_EXERCISE INSTRUCTIONS:_
Provide only the number of lines below that hold "gear".

_EXTRACTED INFORMATION:_

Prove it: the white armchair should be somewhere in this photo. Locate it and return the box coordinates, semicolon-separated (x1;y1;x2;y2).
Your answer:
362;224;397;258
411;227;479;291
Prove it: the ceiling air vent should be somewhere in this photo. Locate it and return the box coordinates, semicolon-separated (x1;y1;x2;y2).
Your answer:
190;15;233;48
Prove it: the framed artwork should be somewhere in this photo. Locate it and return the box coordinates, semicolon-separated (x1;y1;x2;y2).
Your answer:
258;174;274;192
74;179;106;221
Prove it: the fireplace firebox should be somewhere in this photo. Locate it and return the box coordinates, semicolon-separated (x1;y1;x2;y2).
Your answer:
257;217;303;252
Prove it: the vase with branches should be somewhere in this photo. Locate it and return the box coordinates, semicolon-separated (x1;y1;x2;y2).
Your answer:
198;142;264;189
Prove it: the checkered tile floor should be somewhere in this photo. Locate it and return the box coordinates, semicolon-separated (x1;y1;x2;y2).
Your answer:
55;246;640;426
...
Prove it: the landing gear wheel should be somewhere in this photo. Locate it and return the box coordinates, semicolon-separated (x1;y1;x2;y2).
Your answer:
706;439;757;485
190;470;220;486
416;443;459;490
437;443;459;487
...
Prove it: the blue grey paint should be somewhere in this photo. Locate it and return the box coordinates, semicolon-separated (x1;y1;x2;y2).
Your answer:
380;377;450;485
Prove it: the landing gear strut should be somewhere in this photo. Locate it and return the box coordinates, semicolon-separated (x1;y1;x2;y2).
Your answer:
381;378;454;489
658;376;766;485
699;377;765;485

_ANSWER FOR THIS EXERCISE:_
2